◆ WHAT TO DO
A single number is the answer: the count of lines in the records that hold the word "window".

◆ Stored dataset items
-------------------------
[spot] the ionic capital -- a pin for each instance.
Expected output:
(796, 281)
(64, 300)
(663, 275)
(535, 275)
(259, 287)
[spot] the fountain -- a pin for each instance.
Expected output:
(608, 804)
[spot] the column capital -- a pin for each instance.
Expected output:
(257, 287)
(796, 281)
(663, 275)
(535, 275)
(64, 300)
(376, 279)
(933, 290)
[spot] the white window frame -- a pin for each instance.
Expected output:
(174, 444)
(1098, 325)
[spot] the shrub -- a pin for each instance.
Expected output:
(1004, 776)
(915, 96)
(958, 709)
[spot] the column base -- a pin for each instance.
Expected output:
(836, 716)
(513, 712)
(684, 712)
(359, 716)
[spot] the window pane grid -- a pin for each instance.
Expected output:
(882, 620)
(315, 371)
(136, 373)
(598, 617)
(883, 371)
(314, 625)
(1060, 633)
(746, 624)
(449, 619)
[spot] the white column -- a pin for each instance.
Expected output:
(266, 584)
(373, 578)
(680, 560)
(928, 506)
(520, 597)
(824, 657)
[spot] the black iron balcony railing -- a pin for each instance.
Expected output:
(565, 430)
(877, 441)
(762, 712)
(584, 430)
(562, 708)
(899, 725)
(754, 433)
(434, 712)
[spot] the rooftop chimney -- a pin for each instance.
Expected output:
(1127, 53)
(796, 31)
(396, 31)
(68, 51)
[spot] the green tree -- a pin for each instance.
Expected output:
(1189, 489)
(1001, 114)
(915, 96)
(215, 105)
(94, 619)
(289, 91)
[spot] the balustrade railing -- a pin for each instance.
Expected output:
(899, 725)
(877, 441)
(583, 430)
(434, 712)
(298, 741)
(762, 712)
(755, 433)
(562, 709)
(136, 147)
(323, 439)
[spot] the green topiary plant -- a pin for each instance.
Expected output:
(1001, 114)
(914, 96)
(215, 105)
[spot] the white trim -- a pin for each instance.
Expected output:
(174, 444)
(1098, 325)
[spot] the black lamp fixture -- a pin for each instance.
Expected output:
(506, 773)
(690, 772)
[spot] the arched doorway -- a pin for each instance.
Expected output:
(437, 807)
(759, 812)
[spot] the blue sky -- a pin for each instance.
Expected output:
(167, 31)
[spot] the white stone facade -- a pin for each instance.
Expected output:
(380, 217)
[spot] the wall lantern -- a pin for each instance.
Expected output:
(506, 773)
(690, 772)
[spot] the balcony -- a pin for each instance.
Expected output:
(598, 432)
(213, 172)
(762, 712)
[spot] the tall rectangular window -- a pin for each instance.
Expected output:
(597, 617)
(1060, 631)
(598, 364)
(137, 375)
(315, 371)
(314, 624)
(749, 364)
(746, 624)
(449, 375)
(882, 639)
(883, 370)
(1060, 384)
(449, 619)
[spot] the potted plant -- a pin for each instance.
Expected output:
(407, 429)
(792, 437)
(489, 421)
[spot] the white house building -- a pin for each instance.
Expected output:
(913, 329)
-------------------------
◆ SOLUTION TO THE EXERCISE
3